Would you copy out only the lines from the one with "Note: mark the distant" to the end of the records, exactly as they stand?

===

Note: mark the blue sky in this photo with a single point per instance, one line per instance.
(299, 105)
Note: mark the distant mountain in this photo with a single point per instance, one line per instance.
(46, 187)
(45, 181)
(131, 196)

===

ANSWER FOR THIS EXERCISE
Note: mark the distant mountain in this photo with a single point per instance, one line per instance.
(46, 187)
(45, 181)
(131, 196)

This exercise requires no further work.